Tuesday, November 10th, 2009

I’m thinking about Ancient Egypt for two reasons. For one thing, having seen the King Tut show , I’m thinking of bringing the mummy of Amenhotep into my novel, Jim and the Flims.

And for another, I enjoyed my daughter Isabel’s re-invention of hieroglyphics in some of the panels of her graphic novel Unfurling . I’ll reproduce a couple more images from Isabel’s graphic novel today—if you’re in the San Francisco area, you can still go see the show this month—see Isabel’s Unfurling page for more info.

Several years ago, I gave Isabel a book on hieroglyphics, and she eventually came up with the brilliant notion of using a form of heiroglphyics as the native tongue of the restless street-people known as tweakers. (One of her friends suggested the language might be called Tweakenese.)

I love that there are glyphs for cigarettes and for shopping carts. And only a few different glyphs, really. When you look at ancient Egyptian hieroglyphics, it’s like they’re always talking about the same dozen or so things.

I’ve been gleaning more info about Egyptian notions of the afterlife—which I’d calling Flimsy in my novel—and I’ll reproduce some of it here, mostly edited from the Afterlife section of the Wikipedia article on Ancient Egyptian religion.

The ancient Egyptians believed that humans possessed a ka, or life-force, which left the body at the point of death. Even after death, the ka needed offerings of food, whose spiritual essence it could still consume. The ka might be thought of as simple existence or the bare notion of “I am.”

Each person also had a ba, the individual personality—what we might call software. Unlike the ka, the ba by default remained attached to the body after death. Egyptian funeral rituals were intended to release the ba from the body so that it could move freely. After being freed, the ba was believed to return to its mummified body each night to receive new life. Thus the state of the tomb and the mummy were important for the survival of both ka and ba.


[Image taken from a blog post by a programmer named Xaprb.]

Once the ka was free to roam, its goal was to unite with the ba to form a complete soul, called an akh. In order to achieve this, the ba had to pass a judgment known as the Weighing of the Heart, where the jackal-headed god Anubis weighed the heart of the deceased against a feather (which symbolized Maat, the divine principle of fairness and order). The ibis-headed Thoth took notes.

If the heart was heavy, the ba was destroyed by the crocodile-headed demon Ammut, also known as the gobbler. Otherwise the ba united with the ka to form an akh. And then, by the way, you’d want to make sure that the gods gave you back your heart.

Specific beliefs about the activities of the akh varied. The vindicated dead were said to dwell in Osiris’ kingdom, a lush and pleasant land believed to exist somewhere beyond the western horizon, and kings were said to travel with Ra the sun-god in his boat that glides across the sky every day.


[This image is another detail from Unfurling again…I like the SF feel of it. The gnarled fingers tinkering with the broken hi-tech artifact.]

There was also a notion that an akh could also travel in the world of the living and magically affect events.

On a completely different topic, I saw Devo play their whole first album live at the Regency ballroom (about the size of the Fillmore) in San Francisco last week. Here’s a YouTube video that a guy standing in front of me made with his cell phone, it’s of their superficially non-PC (but, at a deeper level, rather empathetic) song “Mongoloid”.

* **GIVEN EXERCISE 1**:
List each animal-headed figure named in the blog post, together with the animal whose head it has.
* **GIVEN EXERCISE 2**:
Resume the blog post about Ancient Egypt and Devo, picking up right after its last sentence.
The records that follow come from a separate source and are unrelated to the blog post.

* **LISTED ENTRIES**:

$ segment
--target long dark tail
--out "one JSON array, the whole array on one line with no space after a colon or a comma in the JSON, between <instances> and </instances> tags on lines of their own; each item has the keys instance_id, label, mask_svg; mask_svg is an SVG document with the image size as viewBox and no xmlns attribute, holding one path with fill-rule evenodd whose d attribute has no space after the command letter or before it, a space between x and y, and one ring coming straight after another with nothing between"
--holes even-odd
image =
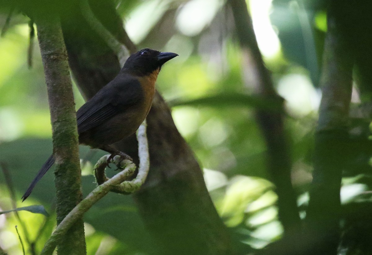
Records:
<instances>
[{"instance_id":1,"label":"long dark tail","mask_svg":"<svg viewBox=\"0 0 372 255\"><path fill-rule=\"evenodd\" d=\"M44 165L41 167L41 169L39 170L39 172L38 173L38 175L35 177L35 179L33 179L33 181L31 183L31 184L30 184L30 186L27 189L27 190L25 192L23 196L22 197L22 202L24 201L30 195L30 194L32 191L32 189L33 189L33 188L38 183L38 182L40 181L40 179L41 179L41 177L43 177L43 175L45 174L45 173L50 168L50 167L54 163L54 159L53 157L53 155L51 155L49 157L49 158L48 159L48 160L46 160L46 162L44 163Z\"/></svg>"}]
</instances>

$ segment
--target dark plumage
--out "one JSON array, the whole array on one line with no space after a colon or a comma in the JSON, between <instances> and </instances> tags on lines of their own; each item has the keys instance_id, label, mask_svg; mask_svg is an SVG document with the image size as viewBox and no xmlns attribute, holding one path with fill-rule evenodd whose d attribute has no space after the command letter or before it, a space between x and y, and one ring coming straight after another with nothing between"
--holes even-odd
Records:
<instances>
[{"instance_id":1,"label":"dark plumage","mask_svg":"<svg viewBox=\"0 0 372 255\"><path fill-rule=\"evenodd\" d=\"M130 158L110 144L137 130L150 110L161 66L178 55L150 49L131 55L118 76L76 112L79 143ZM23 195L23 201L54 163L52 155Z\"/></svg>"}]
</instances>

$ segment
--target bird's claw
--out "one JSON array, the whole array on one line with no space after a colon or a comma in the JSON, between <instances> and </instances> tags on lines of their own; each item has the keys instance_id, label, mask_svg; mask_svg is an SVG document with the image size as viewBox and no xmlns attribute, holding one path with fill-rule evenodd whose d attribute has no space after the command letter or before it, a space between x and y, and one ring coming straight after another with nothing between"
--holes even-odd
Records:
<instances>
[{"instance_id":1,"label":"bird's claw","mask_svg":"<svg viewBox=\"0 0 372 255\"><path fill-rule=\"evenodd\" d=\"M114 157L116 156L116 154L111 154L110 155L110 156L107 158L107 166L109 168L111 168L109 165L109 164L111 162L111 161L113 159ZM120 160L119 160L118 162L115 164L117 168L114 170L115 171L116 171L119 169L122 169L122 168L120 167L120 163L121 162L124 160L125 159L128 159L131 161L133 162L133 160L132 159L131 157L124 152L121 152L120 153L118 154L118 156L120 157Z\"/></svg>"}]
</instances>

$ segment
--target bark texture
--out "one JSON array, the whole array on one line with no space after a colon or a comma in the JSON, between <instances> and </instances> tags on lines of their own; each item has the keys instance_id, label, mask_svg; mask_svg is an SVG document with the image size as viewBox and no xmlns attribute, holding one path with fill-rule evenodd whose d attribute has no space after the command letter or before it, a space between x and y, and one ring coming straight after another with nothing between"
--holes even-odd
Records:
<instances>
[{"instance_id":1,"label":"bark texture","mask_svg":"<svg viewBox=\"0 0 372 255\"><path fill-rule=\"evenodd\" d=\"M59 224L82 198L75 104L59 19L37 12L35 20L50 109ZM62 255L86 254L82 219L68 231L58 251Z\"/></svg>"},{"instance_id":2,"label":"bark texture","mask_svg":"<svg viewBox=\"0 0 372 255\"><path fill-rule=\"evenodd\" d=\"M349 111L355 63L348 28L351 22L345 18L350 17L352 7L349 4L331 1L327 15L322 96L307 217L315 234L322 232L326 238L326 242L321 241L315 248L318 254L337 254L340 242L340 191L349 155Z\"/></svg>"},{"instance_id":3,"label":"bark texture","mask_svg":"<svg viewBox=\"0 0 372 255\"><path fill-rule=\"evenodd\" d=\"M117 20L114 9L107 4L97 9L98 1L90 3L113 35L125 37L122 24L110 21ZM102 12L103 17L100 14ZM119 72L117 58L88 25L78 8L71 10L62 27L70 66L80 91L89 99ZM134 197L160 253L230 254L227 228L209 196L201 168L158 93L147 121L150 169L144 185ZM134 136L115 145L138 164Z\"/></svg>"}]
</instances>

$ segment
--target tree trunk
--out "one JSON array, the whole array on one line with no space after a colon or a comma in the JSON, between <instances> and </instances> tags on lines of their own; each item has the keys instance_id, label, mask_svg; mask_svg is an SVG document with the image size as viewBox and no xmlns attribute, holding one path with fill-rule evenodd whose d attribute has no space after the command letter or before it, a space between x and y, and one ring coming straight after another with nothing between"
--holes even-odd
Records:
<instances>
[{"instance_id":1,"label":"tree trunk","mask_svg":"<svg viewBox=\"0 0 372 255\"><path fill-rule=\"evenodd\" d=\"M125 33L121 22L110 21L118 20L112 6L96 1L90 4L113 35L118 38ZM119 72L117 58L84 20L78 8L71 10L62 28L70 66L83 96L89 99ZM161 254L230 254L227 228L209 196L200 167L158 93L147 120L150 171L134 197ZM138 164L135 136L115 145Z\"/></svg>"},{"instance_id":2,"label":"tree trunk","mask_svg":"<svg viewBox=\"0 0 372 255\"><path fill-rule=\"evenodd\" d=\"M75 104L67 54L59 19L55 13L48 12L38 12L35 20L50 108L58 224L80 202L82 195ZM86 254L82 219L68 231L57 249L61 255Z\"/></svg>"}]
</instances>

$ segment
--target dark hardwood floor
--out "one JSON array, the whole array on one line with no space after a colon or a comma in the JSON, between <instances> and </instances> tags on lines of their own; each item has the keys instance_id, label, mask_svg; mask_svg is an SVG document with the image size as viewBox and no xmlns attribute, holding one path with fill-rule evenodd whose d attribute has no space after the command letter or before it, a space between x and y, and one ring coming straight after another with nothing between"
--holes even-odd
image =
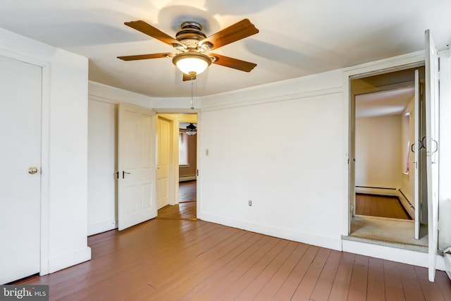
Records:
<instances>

* **RESPONSE 1**:
Anubis: jackal
Thoth: ibis
Ammut: crocodile

* **RESPONSE 2**:
It was great to see Devo come out and kick butt with their music. They’re old, but they’ve gotten very tight and extreme. We had a great cheer session. “Are we not men???” the bass player would bellow, and we’d roar back, “We are Devo!!!” My favorite moment was when they took an instrumental break during this strong, and were just shredding the music.

I still recall how liberating I found that first Devo album. Like the Ramones, Devo made me want to write science-fiction in a certain kind of way. Extreme, rocking, in your face, dadaistic, and easy to absorb.


[“Cave of the Lost Secrets” image by Daniel White.]

Yet another topic: the Mandelbulb, that is the long-sought three-dimensional versions of the Mandelbrot fractal, which I blogged about before in my post, “In Search of the Mandelbulb.” Daniel White has just posted a very nice summary of his work on the Mandelbulb.

Unfurling — A 400 Foot Graphic Novel Scroll

Tuesday, November 3rd, 2009

“Unfurling” is a graphic novel drawn on a scroll of paper by my daughter, Isabel Rucker, going on display from November 5-27, at the SOMArts gallery in San Francisco.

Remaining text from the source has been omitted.